#### EXTRAIT DU DOCUMENT:
+===+

Alexandre Shields - Bernard Landry invite le gouvernement Charest à refaire ses devoirs et à décréter un moratoire sur l'exploration gazière, le temps que le Québec puisse étudier les pratiques qui sont développées ailleurs, mais aussi que l'État prenne une participation significative dans le secteur. L'ancien premier ministre n'est pas opposé à l'exploitation du gaz de schiste, mais il estime qu'il faut corriger le tir, de façon à retirer des milliards de dollars de l'exploitation des hydrocarbures québécois.
Alors que les libéraux et les entreprises gazières ne cessent de répéter qu'un moratoire enverrait un «mauvais signal», l'ancien premier ministre juge qu'une telle mesure relève de la prudence la plus élémentaire. Selon lui, cela permettrait de prendre le temps d'étudier ce qui se fait aux États-Unis. «On a juste à les regarder faire. Voir comment ils vont affronter les dangers écologiques, car il y en a. Voir les erreurs qu'ils pourraient faire et les éviter. Pourquoi est-ce qu'on n'attendrait pas pour imiter ce qui se fait de mieux», a-t-il plaidé hier à la tribune de l'Association québécoise pour la maîtrise de l'énergie.
L'ex-ministre des Finances rappelle aussi que les prix sur le marché sont actuellement «très bas». «Retarder [l'exploration et l'exploitation] de quelques années ne peut que leur donner le temps de remonter. Le gaz est là depuis des millions d'années. Il va être là encore dans huit ans. Rien ne presse.» Selon plusieurs experts du secteur gazier, il est difficile de donner le feu vert à l'exploitation lorsque le gaz se vend entre 3,50 $ et 4 $ sur le marché. Il se situait hier à un peu plus de 4 $.

+===+

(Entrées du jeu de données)

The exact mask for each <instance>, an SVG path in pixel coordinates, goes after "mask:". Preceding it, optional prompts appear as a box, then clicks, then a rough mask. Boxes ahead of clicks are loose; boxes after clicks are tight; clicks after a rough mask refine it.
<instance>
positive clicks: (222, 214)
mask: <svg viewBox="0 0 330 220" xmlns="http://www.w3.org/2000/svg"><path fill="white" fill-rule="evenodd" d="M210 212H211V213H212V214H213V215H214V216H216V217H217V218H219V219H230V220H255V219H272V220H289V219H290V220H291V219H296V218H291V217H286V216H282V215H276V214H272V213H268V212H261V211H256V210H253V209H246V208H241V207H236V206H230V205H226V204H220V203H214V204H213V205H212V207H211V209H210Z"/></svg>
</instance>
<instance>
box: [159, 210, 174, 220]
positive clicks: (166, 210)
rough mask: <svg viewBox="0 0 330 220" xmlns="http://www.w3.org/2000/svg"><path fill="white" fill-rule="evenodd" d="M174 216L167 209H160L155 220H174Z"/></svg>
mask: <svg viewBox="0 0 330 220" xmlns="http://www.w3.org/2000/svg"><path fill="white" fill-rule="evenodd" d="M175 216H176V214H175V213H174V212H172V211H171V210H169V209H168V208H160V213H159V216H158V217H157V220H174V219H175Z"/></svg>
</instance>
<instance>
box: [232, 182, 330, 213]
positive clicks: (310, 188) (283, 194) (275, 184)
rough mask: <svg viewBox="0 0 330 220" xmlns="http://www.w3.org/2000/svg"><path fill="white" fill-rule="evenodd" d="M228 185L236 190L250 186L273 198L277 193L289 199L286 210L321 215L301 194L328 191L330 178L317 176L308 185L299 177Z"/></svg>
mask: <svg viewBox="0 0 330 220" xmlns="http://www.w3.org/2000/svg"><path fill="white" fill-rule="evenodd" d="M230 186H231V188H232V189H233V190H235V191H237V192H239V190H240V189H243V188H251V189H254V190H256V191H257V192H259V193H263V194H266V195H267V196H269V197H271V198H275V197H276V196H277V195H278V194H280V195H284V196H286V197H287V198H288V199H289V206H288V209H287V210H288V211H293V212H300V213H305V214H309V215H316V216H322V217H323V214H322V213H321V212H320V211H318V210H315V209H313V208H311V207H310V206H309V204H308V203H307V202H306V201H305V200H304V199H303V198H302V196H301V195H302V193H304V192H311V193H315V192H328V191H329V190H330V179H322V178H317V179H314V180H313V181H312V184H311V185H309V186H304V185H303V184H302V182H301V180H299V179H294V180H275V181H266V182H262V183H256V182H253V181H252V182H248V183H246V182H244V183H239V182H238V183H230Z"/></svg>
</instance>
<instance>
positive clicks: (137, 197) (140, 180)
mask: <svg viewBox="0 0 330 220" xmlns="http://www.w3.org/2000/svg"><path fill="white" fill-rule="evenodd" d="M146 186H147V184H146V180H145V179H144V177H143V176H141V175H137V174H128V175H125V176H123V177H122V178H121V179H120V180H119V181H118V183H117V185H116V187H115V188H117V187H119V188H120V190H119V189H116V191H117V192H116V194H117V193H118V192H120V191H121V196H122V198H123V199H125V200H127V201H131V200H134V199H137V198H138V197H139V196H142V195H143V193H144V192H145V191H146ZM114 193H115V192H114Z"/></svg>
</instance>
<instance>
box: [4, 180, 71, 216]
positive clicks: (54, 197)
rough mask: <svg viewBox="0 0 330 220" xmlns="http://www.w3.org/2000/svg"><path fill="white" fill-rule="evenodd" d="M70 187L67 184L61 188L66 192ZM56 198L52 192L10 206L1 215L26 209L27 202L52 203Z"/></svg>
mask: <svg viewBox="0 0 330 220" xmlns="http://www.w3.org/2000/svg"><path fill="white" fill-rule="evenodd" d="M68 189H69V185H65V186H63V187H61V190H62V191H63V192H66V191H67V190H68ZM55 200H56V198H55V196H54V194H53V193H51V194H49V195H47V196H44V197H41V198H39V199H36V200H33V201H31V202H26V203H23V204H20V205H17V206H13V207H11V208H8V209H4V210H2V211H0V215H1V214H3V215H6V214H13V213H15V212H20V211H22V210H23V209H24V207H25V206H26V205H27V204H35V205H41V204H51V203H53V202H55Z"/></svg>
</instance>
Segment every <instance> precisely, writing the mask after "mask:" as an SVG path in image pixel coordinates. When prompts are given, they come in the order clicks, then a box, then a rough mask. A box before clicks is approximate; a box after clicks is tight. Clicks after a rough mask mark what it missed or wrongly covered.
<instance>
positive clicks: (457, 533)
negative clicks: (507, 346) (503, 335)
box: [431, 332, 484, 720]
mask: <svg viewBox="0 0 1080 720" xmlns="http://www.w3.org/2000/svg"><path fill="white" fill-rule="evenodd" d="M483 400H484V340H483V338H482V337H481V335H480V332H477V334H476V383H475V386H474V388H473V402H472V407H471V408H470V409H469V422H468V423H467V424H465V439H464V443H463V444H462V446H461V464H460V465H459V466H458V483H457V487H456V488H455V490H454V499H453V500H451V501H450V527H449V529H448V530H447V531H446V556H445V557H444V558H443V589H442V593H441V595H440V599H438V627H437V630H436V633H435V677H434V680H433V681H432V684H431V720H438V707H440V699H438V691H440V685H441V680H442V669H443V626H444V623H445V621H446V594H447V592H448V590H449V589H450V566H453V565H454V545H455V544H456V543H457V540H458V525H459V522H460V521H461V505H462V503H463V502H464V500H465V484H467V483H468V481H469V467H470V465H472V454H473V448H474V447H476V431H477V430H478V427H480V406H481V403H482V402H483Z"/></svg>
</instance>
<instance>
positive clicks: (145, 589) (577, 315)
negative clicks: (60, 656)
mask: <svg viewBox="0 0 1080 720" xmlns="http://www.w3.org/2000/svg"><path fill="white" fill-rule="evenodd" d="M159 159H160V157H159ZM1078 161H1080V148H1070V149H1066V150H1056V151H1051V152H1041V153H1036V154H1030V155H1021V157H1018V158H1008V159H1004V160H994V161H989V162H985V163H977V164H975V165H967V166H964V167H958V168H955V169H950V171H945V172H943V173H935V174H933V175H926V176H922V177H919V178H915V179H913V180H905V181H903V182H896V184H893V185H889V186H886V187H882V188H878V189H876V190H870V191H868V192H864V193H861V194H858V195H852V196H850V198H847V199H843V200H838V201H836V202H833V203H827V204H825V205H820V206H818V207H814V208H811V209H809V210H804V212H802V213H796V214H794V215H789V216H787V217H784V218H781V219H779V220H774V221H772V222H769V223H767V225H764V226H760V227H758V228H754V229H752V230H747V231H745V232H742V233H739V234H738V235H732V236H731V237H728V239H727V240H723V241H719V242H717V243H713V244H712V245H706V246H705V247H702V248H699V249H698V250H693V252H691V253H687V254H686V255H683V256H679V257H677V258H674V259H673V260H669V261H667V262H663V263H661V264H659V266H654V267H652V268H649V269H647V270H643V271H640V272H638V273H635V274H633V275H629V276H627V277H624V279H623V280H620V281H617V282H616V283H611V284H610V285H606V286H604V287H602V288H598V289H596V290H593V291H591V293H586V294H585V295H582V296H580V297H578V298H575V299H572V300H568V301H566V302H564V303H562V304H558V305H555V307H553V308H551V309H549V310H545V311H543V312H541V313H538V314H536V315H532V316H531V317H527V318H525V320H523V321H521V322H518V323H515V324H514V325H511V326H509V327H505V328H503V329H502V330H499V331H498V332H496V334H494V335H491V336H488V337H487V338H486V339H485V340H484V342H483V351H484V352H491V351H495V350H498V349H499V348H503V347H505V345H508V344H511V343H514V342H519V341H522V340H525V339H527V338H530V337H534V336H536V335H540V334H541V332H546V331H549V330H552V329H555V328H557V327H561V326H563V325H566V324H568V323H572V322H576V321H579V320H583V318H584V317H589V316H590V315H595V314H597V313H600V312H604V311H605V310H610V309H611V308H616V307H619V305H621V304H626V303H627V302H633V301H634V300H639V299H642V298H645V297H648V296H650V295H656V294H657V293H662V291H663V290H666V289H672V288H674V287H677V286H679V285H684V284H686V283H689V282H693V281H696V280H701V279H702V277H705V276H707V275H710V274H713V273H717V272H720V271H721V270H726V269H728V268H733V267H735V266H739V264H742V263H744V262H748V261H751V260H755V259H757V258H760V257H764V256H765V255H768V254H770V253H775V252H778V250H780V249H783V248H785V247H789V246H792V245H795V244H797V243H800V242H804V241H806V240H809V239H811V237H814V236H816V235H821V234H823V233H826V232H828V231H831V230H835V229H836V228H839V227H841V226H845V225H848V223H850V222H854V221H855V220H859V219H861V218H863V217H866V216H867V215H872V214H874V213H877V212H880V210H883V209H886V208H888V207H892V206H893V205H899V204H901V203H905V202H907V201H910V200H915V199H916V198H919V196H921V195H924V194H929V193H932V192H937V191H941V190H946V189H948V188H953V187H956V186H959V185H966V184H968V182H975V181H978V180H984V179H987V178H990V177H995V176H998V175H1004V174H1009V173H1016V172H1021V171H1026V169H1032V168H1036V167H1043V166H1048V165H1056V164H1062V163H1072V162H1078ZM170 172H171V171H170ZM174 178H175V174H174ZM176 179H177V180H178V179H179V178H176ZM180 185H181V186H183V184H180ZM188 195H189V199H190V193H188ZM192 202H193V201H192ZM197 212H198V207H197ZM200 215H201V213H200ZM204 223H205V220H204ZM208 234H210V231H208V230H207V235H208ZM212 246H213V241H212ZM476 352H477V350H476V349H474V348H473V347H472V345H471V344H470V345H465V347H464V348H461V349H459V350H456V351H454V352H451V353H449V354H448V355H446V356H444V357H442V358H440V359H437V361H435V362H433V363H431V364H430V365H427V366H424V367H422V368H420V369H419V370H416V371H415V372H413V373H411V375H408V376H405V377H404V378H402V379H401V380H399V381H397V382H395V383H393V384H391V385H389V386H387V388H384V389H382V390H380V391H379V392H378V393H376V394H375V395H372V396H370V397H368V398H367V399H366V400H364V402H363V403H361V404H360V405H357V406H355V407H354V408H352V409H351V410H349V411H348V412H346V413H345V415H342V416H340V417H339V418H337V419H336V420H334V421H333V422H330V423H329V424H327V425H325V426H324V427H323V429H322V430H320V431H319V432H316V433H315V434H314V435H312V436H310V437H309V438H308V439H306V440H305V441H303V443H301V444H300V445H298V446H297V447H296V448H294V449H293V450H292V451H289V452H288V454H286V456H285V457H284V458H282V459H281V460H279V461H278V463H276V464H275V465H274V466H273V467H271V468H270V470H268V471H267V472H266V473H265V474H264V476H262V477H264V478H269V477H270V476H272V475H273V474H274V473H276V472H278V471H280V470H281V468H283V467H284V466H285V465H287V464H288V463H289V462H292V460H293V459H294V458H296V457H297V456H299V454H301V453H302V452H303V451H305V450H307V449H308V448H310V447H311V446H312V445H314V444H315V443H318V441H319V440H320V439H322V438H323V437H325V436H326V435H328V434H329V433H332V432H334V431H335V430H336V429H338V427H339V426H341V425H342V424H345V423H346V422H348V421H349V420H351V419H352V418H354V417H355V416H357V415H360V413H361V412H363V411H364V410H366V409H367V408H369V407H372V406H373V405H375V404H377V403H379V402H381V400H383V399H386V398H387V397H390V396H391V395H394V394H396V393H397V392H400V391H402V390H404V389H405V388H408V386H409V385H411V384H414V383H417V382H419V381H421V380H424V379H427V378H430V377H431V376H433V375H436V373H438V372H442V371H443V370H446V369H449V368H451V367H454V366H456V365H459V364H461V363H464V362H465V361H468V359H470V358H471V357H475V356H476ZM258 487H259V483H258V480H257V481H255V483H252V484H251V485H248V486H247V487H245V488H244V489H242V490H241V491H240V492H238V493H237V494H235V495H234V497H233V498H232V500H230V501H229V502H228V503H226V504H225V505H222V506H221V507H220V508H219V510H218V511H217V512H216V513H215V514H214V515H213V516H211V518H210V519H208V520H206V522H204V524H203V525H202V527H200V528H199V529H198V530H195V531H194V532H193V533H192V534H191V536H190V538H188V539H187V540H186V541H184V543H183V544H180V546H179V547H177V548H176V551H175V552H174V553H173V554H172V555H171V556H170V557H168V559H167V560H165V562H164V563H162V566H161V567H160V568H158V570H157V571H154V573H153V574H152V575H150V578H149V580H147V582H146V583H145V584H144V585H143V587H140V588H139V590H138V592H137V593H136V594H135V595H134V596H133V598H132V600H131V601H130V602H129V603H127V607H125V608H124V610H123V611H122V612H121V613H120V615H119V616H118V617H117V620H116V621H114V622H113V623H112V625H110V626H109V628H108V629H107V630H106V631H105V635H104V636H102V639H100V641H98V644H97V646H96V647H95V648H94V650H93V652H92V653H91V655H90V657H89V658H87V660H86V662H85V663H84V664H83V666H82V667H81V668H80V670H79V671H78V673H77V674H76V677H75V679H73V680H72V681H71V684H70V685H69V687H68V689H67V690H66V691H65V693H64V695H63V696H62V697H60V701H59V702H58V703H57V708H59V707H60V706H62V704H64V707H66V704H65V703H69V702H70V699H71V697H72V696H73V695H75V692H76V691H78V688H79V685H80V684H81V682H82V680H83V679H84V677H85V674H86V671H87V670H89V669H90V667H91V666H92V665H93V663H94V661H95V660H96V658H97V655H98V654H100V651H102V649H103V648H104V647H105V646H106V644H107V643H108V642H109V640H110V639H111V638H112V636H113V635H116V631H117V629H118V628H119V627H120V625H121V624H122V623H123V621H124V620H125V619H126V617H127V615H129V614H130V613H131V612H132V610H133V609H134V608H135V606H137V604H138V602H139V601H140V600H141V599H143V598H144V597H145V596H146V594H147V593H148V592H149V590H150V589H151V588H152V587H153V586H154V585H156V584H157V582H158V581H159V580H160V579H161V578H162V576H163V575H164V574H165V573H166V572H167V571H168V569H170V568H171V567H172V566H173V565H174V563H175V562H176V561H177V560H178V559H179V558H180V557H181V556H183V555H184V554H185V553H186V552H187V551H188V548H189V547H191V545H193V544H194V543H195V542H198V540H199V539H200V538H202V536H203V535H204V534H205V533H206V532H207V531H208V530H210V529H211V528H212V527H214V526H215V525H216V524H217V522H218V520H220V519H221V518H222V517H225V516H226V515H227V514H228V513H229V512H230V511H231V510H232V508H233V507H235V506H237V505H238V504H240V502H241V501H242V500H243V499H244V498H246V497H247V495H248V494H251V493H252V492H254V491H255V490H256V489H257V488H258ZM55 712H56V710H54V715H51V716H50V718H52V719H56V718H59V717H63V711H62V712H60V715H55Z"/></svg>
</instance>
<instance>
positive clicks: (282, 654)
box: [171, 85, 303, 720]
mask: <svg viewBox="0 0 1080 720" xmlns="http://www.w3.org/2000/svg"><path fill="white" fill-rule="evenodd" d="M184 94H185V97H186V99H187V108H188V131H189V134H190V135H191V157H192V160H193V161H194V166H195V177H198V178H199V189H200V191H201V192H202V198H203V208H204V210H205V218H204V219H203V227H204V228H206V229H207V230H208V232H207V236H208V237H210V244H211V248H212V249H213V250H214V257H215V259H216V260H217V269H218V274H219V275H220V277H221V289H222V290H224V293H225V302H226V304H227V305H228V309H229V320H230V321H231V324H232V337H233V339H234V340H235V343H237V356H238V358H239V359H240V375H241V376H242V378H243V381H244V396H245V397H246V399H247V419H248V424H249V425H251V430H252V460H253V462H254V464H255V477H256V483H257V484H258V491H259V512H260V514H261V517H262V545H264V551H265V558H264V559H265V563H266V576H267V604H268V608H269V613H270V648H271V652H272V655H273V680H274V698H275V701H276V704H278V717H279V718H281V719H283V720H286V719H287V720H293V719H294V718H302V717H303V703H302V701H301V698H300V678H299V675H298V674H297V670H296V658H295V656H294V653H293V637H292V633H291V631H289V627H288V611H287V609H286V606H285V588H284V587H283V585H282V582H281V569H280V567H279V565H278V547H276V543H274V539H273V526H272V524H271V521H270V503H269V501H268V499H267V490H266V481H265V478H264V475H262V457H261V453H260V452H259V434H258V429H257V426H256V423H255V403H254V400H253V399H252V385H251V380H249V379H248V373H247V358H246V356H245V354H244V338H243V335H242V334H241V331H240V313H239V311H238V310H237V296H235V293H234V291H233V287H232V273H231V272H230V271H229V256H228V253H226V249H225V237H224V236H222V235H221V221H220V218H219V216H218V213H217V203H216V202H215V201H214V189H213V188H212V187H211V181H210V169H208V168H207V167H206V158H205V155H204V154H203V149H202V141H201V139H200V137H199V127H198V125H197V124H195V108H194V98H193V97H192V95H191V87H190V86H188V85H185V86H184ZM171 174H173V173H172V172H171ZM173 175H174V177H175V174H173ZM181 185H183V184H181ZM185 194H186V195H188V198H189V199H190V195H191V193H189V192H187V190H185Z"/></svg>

+===+

#### CONSIGNES:
**a.** D'après l'extrait, pourquoi Bernard Landry juge-t-il qu'un retard de quelques années dans l'exploration et l'exploitation du gaz ne poserait pas de problème ? Répondez en une à trois phrases.
**b.** Repérez chaque ligne des entrées où figure la chaîne « positive », puis recopiez-la.
Ces entrées n'ont aucun rapport avec l'extrait.

#### RÉPONSES:
**a.** Selon lui, les prix du gaz sur le marché sont actuellement très bas, et un délai de quelques années leur laisserait le temps de remonter. Il ajoute que le gaz est là depuis des millions d'années et y sera encore dans huit ans, si bien que rien ne presse.

**b.**
positive clicks: (222, 214)
positive clicks: (166, 210)
positive clicks: (310, 188) (283, 194) (275, 184)
positive clicks: (137, 197) (140, 180)
positive clicks: (54, 197)
positive clicks: (457, 533)
positive clicks: (145, 589) (577, 315)
positive clicks: (282, 654)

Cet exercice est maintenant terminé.